__Tasks to perform__:
A. From the profile of Alison, list each university whose programme she has examined externally, along with the programme named.
B. Carry on the profile of Alison, picking up after its final sentence.

::: Source passage :::

Alison’s expertise in course design suitable for in-service teachers and leaders is built from her research expertise from projects such as the 2006 National College for School Leadership: Evaluation of Online Learning Impact Study, the 2008 TDA commissioned Schools and Continuing Professional Development in England State of the Nation Research Project and as a Senior Associate for CFE on the research project Evaluation of the National College’s Leadership Curriculum and Licensed Provision (2013-2016) commissioned by the Department for Education. She also draws on her external examining experience with the University of Sussex MEd/MAE programme, the University of Aberdeen MSc Leadership in Professional Contexts, the University of Hertfordshire/Herts Cam Network MEd, University of Reading MA Education (Educational Leadership) and the University of Greenwich MA Education.
Alison is exploring different ways to engage potential users of her research with her enquiries to ensure the findings are accessible, meaningful and fuel further debate. She is committed to the principles of open access dissemination, building communities and networks and utilising social media to explore the translation of her research into practice.
For children: Alison led a schools' debate of teachers and pupils about the value and challenges of using social media for education at the National Space Centre as part of the ESRC Festival of Social Science (2014) which led to a schools' charter for social media use. She has also been working with the Leicester-based charity Kaine Management on a raising aspirations programme for disadvantaged children across 10 schools to offer a digital futures strand, linked to the development of an e-portfolio and safe use of social media.
For practitioners: Alison presented a Keynote lecture for the University of Sussex’s Teacher Research Conference entitled How can school-based enquiry be supported by ethical thinking? (2016) and worked with a Teaching School Alliance to develop an ethical appraisal protocol for school-based enquiry, presented with practitioner colleagues at BERA and University Council for the Education of Teachers conferences. This applicability of her and Kris Stutchbury’s ethical appraisal framework to school-based research has been recognised in the first edition of the Chartered College of Teachers’ journal IMPACT (2017). Alison has also been fostering school-based research through a range of partnership activities and has recently launched an open access online journal Research4&BYteachers as a vehicle for sharing the knowledge gained from such research with other practitioners, setting up an editorial team that spanned school and University representatives. In terms of project legacy and facilitating local sustainability, the British Council Pakistan project to support initial teacher development in Islamabad, Pakistan generated a set of self-evaluation guides (2018) for school and University partners in initial teacher development to take forward curriculum development and implementation, developed through co-creation workshops, May 2017. Alison ran a workshop about ethical research to the British Alliance for Research into Dental Education and Scholarship, June 2019. She has written books with Critical Publishing (2020) and the Open University Press (due 2022) aimed at a practitioner audience, which included inviting practitioner contributions. She supported practitioners in editing a BERA Bite linked to reflections on the impact of COVID-19 on practice. In 2022 Alison led the creation of a series of resources for teacher educators and training teachers to support their resilience and address national issues in early career teacher attrition for the Suffolk and Norfolk SCITT, hosted on the Relationships Foundation, which draws on a series of vignettes from training and early career teachers about their use of support networks.

::: Data extracts :::

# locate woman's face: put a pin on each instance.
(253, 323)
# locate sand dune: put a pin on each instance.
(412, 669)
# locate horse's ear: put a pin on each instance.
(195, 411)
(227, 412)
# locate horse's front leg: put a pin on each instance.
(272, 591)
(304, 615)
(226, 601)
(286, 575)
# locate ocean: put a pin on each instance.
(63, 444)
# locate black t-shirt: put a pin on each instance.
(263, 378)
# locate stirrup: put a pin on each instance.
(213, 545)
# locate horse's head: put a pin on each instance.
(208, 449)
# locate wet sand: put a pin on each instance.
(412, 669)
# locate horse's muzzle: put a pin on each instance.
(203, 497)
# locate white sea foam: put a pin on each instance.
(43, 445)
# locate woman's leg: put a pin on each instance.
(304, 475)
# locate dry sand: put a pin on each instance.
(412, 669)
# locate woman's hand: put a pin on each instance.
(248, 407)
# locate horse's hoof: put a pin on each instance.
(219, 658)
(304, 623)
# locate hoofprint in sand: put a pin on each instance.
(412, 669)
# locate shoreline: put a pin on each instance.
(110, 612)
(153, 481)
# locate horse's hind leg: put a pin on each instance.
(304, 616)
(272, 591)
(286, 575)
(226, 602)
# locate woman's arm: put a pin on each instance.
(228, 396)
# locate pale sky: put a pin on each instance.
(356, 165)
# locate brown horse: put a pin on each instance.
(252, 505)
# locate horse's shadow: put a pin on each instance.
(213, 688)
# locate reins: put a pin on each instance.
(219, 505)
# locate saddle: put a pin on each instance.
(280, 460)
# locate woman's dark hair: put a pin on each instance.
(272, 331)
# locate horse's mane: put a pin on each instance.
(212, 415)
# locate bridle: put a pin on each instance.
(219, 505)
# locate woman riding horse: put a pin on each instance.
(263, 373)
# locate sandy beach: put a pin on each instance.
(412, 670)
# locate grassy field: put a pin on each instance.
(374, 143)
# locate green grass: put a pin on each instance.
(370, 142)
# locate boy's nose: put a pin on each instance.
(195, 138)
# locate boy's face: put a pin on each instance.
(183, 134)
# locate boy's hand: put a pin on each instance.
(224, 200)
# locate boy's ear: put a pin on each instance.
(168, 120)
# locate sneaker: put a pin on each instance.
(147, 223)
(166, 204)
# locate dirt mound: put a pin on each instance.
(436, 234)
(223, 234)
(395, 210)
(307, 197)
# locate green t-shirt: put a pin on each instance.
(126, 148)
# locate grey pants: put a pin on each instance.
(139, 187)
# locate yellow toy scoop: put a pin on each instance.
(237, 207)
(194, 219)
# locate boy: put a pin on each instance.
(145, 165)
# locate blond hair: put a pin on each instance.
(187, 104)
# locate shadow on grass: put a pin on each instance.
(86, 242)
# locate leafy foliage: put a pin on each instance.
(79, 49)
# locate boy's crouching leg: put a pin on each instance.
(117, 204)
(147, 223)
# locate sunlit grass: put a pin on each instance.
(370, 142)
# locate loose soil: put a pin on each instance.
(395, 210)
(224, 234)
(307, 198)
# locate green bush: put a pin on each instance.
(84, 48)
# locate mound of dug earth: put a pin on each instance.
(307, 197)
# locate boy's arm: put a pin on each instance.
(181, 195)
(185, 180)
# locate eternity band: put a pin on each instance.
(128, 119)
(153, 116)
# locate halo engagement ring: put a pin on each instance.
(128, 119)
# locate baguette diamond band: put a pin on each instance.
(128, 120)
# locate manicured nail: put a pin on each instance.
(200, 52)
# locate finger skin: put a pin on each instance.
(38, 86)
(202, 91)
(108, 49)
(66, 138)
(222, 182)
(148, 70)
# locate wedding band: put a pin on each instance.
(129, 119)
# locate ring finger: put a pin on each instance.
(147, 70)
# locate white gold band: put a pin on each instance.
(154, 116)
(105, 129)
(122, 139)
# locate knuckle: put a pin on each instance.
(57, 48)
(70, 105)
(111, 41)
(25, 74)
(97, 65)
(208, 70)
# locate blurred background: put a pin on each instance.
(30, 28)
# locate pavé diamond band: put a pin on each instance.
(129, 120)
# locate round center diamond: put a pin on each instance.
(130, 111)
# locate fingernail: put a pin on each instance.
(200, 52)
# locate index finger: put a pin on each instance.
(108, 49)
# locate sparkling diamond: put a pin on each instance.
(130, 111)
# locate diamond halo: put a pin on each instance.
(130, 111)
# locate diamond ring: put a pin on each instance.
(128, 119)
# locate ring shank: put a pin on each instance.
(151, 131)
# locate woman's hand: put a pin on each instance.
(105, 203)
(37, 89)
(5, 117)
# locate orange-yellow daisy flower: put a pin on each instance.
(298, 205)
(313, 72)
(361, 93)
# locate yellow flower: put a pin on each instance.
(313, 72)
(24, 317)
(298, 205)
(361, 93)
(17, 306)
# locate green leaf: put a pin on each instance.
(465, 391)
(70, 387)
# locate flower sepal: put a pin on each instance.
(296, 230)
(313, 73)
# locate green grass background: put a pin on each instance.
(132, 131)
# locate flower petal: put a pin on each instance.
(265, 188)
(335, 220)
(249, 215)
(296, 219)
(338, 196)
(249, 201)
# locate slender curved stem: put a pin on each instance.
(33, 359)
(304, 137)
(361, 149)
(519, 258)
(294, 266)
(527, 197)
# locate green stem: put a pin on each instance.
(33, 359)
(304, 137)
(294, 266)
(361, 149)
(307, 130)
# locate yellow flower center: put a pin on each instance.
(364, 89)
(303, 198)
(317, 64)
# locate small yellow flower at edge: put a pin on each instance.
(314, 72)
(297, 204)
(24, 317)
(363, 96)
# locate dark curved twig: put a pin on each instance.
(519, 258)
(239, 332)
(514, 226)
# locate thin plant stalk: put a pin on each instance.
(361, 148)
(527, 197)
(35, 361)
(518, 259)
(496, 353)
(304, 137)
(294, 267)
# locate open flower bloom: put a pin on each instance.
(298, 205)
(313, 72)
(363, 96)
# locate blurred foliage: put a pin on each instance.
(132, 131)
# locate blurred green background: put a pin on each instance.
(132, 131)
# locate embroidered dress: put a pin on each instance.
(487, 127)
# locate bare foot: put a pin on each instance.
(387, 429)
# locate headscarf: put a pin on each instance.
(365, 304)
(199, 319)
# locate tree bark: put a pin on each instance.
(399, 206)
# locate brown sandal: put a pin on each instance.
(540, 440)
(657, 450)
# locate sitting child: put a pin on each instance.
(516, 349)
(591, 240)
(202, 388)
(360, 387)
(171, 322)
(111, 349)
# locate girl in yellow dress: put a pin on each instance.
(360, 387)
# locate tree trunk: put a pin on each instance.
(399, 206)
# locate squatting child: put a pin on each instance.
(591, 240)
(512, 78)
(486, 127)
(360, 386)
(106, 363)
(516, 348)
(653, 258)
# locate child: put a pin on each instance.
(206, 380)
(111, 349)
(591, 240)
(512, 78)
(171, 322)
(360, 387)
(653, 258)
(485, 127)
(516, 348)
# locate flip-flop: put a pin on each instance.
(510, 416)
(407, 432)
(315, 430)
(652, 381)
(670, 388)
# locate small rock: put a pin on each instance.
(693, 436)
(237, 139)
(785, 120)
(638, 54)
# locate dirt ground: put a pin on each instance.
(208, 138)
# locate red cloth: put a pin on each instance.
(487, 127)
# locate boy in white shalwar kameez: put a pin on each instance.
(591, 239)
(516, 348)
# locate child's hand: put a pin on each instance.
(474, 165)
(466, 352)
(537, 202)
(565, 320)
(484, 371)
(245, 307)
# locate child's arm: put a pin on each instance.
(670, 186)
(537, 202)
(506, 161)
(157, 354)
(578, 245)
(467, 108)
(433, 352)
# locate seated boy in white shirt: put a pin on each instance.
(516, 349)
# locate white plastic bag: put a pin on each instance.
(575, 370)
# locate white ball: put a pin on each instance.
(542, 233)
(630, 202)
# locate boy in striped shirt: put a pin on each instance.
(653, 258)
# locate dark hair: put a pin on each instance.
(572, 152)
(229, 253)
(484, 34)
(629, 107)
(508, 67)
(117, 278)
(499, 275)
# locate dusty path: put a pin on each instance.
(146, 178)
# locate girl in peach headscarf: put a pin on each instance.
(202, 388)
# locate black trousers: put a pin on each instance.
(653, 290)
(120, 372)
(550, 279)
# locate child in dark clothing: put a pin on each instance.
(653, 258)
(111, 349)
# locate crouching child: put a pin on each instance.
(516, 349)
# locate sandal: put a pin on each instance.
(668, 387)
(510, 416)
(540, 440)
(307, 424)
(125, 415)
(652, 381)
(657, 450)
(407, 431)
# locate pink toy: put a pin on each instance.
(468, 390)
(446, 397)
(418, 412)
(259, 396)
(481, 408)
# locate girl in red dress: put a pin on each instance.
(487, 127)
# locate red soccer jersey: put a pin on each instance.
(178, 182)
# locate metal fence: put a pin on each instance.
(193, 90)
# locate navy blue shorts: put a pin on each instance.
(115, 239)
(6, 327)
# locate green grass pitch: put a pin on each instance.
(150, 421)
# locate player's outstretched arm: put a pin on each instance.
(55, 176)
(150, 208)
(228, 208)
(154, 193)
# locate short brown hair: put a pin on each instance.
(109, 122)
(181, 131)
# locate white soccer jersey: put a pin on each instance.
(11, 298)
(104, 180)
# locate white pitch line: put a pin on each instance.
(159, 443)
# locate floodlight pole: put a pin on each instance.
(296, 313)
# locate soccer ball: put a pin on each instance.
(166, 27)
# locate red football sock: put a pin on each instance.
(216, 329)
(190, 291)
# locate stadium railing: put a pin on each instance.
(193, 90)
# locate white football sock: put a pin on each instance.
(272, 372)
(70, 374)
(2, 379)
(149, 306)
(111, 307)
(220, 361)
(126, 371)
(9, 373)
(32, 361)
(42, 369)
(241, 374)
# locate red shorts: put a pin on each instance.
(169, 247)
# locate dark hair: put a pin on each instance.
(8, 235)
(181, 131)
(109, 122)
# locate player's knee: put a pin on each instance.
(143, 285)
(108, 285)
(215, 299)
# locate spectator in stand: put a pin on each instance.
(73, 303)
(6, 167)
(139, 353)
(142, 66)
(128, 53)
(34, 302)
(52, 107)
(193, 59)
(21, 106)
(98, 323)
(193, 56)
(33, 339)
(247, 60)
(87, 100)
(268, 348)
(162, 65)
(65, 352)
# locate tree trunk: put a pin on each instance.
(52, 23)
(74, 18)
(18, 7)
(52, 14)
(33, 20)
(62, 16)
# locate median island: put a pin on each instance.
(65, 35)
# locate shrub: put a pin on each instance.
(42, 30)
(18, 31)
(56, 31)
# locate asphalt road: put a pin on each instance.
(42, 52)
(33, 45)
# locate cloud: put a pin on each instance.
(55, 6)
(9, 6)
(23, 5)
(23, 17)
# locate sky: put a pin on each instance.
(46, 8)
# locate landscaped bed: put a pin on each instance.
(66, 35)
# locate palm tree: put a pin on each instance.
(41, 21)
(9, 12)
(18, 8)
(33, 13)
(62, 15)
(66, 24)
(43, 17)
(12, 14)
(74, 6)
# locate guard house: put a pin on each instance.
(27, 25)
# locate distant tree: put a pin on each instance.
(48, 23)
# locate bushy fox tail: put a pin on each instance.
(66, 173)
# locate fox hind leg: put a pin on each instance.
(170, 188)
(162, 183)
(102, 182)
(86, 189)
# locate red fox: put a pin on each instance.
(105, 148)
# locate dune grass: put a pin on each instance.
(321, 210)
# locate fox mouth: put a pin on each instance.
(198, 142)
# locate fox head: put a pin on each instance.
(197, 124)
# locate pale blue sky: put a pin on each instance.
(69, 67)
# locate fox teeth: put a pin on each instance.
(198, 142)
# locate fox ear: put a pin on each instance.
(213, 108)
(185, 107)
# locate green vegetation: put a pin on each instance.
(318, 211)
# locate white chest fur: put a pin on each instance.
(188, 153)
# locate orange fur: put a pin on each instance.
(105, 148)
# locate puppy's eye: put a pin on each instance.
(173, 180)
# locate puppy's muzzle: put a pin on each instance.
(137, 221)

:::

__Results__:
A.
- University of Sussex: MEd/MAE programme
- University of Aberdeen: MSc Leadership in Professional Contexts
- University of Hertfordshire (with the Herts Cam Network): MEd
- University of Reading: MA Education (Educational Leadership)
- University of Greenwich: MA Education

B.
For fellow researchers: Alison has contributed to the working group reviewing the BERA research ethical guidelines to ensure they are relevant, accessible and inclusive for contemporary use. She is working with a range of doctoral and postdoctoral researchers as well as in cross-University spaces to discuss ways to decolonise research ethics and ensure culturally relevant ethical research practice. She offers support and advice through her role as Deputy Chair on the University's Human Research Ethics Committee. As illustrated through this profile she has built open access web and blog sites to disseminate the collective research findings of the BERA educational leadership SIG, regional school-based research, her social media research and, in the case of research ethics, a public-facing website and downloadable resources Doing Ethical Research (https://www2.le.ac.uk/colleges/ssah/research/ethics) and two free online courses People Studying People: Research Ethics in Society and Becoming an Ethical Researcher. Alison has been key, as part of her role on the BERA Blog Editorial Board in organising and editing collections of BERA blogs as BERA BITES and BERA blog series.
Co-convenor BERA Educational Leadership SIG (2015-2018) with Anna Reid from the University of Newcastle, working with colleagues within BERA and BELMAS to organise Educational Leadership Research-related activities, including events and supporting colleagues with publications. A special issue of Management in Education and a BERA Bite were published in 2018.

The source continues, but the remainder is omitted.